### DATA TO PROCESS
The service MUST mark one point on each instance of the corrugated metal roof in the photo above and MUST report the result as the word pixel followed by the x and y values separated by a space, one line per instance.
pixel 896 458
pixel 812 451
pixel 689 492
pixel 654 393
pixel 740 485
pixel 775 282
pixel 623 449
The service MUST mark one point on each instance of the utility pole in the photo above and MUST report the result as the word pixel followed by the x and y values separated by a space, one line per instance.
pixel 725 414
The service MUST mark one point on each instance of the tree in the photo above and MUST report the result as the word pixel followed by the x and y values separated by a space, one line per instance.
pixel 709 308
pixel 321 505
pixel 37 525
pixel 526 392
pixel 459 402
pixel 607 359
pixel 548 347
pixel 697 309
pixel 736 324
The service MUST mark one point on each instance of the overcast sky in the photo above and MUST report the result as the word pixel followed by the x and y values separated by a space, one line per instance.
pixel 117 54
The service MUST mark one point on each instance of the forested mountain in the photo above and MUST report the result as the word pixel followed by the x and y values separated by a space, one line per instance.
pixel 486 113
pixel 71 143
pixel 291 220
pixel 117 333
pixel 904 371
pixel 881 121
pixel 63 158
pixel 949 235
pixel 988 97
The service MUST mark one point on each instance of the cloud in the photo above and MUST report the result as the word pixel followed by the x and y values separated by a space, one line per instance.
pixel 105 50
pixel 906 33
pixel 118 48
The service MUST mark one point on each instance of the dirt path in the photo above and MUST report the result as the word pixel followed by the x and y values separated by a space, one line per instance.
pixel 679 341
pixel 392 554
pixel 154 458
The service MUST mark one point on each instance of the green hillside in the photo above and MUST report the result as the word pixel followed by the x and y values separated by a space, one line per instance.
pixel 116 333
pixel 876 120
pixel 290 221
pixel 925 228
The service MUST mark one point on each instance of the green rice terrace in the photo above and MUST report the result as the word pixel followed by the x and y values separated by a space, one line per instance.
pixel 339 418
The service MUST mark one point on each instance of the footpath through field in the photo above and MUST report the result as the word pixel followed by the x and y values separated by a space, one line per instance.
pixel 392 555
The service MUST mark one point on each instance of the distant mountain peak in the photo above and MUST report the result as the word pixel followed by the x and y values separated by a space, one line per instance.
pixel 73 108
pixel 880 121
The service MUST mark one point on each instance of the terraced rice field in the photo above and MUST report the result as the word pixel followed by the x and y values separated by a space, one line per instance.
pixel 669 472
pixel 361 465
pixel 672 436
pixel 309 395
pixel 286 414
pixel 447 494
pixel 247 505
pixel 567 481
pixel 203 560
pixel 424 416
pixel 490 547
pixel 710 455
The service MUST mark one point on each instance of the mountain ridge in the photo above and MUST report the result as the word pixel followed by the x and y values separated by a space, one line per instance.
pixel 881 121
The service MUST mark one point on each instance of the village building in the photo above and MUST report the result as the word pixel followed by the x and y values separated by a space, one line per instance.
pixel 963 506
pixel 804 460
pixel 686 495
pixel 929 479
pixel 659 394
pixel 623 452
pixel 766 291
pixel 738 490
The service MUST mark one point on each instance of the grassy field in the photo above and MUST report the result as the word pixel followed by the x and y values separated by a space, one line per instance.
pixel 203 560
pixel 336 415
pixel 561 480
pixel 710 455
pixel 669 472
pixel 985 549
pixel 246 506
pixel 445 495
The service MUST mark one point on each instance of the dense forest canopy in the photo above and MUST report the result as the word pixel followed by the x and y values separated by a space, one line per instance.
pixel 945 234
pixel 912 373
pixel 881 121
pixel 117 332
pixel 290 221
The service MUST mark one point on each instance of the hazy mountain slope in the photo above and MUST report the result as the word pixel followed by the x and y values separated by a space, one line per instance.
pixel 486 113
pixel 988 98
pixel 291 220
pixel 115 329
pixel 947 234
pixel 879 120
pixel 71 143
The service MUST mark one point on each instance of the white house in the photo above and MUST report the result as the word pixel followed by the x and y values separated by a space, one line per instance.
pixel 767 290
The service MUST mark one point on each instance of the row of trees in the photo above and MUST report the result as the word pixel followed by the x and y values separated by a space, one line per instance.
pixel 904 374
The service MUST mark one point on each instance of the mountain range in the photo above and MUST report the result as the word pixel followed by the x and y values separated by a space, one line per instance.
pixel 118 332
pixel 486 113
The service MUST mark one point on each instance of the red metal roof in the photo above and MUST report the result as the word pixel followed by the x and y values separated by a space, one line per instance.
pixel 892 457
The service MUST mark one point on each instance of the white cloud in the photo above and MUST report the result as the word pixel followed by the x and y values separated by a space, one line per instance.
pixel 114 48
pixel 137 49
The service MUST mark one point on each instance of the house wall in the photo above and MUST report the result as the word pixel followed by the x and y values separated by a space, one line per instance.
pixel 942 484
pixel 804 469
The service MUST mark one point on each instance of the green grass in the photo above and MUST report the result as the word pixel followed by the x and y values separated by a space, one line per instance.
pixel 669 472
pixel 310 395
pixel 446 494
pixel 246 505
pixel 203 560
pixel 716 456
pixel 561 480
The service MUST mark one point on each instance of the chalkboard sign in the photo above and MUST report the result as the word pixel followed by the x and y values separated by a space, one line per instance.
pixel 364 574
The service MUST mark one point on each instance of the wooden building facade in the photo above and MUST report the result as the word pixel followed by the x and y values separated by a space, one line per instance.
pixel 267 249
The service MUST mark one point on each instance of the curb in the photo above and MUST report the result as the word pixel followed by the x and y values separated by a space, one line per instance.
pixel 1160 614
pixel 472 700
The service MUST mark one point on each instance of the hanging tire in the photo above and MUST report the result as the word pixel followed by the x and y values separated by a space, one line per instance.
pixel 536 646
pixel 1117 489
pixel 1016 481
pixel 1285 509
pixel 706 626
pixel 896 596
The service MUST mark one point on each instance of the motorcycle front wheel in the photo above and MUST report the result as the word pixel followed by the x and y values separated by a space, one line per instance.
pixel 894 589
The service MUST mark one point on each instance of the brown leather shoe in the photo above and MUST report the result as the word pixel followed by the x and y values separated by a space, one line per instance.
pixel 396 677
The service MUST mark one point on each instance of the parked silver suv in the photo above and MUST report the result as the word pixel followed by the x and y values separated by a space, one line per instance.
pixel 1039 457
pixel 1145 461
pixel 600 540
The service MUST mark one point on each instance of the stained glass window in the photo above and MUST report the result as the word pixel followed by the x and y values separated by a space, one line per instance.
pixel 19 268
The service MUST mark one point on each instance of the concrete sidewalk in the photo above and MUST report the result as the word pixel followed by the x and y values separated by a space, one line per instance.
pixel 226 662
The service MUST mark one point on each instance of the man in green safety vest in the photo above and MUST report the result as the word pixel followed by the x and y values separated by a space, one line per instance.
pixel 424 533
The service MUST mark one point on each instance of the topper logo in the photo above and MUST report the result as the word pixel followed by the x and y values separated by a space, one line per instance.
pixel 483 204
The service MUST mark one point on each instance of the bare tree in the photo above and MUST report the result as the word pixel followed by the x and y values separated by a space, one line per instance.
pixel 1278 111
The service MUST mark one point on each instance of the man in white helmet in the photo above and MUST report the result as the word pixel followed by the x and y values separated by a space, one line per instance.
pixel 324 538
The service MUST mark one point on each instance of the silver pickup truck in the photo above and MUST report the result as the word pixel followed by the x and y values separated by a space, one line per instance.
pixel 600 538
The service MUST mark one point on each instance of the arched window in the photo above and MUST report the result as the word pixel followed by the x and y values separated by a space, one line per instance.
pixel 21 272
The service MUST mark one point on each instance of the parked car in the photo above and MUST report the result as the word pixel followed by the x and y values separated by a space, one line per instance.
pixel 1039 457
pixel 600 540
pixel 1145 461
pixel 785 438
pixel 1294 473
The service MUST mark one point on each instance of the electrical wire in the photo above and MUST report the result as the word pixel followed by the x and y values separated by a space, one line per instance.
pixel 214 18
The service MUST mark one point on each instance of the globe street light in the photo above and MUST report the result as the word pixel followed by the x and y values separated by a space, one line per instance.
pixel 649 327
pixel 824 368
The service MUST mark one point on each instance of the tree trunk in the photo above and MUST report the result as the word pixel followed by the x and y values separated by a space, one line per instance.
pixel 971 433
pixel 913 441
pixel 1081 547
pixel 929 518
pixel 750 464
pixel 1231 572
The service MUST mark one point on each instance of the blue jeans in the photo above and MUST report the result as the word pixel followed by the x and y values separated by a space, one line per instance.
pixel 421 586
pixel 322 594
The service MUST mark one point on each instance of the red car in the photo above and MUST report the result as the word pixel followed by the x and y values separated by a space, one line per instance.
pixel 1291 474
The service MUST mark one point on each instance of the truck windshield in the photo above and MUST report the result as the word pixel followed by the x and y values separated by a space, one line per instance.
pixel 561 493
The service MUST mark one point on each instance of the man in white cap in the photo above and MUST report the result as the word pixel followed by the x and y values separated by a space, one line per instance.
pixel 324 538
######
• WORK ITEM:
Exactly and only the lines from the one containing "of the globe" to the end of the entries above are to be written out.

• RESULT OF THE EXERCISE:
The service MUST mark one point on each instance of the globe street light in the photo above and MUST report the result as the word pixel followed by the x and y values separated by a space, one line per instance.
pixel 649 327
pixel 824 368
The service MUST mark one point on each instance of the tree trunk in the photo above and MUST report the result as the word pixel followed by the x and y values separated by a space, one line per instance.
pixel 971 433
pixel 913 441
pixel 1081 547
pixel 929 518
pixel 750 464
pixel 1231 572
The service MUST mark one point on each instance of the blue jeans in the photo above and MUST report the result as the word pixel followed by the x and y values separated by a space, one line per instance.
pixel 421 586
pixel 322 594
The service MUST mark one point on each instance of the red car in the photo above and MUST report the result as the word pixel followed by the x and y values separated by a space, one line per instance.
pixel 1291 474
The service MUST mark one point on each instance of the truck windshield in the photo above and MUST report the result as the word pixel followed by the x and y values separated by a space, one line per instance.
pixel 561 493
The service MUST mark one point on each instance of the man in white cap in the photo above and MUST report the result as the word pixel followed by the x and y values separated by a space, one line per instance.
pixel 324 538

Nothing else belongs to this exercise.